_PROMPT:_
Word for word, transcribe the lines from the one containing "20, row 428." through the end of the entries, both included, and nothing else.

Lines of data
────────────────────────────────────────

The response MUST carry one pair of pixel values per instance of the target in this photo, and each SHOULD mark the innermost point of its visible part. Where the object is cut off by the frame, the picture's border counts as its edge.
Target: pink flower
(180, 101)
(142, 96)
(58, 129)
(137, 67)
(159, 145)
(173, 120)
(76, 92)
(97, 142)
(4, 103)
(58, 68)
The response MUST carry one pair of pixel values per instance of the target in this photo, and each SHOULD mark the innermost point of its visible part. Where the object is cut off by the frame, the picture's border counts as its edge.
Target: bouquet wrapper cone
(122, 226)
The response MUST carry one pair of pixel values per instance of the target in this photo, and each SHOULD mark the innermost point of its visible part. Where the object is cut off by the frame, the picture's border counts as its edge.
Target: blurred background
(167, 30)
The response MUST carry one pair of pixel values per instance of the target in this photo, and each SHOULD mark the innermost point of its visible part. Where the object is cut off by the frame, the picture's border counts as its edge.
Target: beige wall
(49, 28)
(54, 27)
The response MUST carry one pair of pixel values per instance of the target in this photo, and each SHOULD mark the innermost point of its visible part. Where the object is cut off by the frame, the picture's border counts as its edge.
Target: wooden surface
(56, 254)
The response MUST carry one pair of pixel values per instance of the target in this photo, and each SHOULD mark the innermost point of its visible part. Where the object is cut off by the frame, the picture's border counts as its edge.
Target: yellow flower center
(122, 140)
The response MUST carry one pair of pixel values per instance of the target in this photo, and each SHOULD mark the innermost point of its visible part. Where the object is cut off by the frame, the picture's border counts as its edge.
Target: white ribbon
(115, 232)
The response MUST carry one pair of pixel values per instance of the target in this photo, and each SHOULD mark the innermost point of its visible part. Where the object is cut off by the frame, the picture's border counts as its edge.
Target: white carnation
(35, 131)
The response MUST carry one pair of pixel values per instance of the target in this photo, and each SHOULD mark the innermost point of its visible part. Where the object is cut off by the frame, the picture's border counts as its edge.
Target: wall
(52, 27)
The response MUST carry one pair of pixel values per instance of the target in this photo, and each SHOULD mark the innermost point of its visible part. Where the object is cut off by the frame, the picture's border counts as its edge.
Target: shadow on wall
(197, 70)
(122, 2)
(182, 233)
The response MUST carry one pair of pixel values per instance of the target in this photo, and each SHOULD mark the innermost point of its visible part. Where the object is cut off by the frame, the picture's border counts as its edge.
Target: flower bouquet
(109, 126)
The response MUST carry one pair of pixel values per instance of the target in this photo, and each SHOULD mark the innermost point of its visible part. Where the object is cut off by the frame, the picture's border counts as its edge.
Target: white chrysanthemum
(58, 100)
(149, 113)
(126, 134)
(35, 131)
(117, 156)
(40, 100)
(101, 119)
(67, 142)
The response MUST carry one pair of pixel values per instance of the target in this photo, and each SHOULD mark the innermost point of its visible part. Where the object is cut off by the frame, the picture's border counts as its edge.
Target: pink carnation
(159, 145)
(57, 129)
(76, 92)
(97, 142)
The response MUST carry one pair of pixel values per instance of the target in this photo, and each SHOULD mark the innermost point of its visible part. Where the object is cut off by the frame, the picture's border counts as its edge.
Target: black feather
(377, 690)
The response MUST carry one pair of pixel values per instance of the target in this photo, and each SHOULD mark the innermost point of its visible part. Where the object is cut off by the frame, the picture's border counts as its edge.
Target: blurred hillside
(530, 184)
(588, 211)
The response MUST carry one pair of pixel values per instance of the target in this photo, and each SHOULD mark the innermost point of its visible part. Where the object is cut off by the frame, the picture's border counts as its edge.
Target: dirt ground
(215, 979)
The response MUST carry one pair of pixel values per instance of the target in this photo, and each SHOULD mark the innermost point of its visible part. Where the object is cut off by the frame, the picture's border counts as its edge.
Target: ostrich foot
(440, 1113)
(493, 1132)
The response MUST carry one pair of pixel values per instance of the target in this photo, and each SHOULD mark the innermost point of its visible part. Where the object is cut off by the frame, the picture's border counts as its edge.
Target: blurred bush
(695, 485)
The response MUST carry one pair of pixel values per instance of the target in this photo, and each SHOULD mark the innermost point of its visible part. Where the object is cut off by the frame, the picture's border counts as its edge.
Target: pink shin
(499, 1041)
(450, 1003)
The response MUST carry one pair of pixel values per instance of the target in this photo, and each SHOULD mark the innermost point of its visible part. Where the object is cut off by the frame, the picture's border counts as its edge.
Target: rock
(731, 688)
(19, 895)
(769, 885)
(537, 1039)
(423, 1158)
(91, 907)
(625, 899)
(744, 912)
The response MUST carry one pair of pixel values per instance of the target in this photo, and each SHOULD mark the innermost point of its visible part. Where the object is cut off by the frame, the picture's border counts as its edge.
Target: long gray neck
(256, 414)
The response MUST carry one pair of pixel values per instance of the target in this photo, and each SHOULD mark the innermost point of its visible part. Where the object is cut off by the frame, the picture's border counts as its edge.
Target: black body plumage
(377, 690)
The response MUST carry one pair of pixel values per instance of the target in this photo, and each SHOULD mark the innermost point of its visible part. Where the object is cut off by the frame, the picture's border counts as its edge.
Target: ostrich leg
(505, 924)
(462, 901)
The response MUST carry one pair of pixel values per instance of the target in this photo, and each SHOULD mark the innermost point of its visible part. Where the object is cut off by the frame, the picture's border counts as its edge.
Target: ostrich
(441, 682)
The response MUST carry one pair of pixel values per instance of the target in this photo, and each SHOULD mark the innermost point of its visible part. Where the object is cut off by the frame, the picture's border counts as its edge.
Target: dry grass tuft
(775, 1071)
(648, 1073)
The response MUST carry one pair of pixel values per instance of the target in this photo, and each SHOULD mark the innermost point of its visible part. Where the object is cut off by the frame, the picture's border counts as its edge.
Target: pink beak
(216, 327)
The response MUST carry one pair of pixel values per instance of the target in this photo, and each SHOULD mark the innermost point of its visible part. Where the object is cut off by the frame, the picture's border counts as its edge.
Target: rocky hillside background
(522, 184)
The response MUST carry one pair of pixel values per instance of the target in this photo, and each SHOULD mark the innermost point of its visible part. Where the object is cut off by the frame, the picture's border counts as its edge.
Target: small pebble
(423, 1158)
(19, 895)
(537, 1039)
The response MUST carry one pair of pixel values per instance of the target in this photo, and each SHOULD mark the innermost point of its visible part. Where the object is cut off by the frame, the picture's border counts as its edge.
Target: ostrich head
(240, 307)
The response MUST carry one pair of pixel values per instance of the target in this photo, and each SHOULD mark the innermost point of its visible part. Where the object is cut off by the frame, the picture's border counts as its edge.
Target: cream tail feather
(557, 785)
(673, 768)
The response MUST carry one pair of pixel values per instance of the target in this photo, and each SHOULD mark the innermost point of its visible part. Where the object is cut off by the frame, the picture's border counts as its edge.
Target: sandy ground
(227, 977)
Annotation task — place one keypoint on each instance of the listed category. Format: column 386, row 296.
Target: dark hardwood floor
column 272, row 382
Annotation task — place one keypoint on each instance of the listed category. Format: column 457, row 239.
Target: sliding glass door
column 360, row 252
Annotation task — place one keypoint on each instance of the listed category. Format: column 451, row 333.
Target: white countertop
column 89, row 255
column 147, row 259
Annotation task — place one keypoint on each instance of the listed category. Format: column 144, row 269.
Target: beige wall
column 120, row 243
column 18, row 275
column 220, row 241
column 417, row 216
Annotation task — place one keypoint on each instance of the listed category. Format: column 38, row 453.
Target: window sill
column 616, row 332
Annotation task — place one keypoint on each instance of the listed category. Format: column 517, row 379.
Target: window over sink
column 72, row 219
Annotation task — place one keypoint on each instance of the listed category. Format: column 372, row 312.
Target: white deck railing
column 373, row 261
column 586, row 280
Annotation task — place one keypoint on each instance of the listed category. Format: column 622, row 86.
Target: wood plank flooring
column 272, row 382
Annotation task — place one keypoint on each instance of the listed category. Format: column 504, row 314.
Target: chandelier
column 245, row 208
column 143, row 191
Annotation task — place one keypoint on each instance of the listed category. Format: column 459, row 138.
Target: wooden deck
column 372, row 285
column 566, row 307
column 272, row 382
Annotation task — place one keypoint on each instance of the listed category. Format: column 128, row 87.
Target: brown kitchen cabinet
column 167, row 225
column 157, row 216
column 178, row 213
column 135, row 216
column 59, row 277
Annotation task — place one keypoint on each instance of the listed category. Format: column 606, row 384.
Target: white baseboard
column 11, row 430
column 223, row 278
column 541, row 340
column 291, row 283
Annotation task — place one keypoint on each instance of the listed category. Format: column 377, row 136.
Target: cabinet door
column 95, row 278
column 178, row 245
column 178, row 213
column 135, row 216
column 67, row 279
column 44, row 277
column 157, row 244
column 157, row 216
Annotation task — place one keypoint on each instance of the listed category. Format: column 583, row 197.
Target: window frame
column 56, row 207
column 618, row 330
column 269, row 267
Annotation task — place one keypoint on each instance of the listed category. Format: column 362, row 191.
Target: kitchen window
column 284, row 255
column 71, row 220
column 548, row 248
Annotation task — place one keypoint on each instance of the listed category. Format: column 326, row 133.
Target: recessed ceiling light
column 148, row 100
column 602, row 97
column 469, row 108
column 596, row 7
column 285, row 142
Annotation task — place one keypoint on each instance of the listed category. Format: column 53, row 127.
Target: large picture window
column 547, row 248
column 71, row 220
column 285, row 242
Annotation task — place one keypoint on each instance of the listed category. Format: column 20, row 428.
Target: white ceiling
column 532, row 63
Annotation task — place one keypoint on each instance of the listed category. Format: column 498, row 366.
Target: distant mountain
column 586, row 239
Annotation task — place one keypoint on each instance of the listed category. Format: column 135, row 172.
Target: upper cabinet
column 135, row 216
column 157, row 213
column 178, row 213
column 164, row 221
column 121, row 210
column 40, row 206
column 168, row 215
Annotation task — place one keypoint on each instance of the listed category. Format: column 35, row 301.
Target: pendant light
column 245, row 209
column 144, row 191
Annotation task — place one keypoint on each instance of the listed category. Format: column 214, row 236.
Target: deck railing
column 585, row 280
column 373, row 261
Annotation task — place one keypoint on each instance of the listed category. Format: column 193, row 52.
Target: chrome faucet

────────────────────────────────────────

_WORKED ANSWER:_
Annotation task — place one keypoint on each instance of the listed category. Format: column 20, row 428.
Target: white ceiling
column 532, row 63
Annotation task — place one keypoint on each instance of the listed category. Format: column 498, row 366.
Target: distant mountain
column 586, row 239
Annotation task — place one keypoint on each instance of the listed category. Format: column 135, row 172.
Target: upper cabinet
column 135, row 216
column 157, row 213
column 178, row 213
column 164, row 221
column 121, row 210
column 40, row 206
column 168, row 215
Annotation task — place one keypoint on each instance of the listed category. Format: column 35, row 301.
Target: pendant light
column 245, row 209
column 144, row 191
Annotation task — place one keypoint on each instance of the listed category. Format: column 214, row 236.
Target: deck railing
column 585, row 280
column 373, row 261
Annotation task — place one keypoint on each instance of the listed category. Format: column 193, row 52.
Target: chrome faucet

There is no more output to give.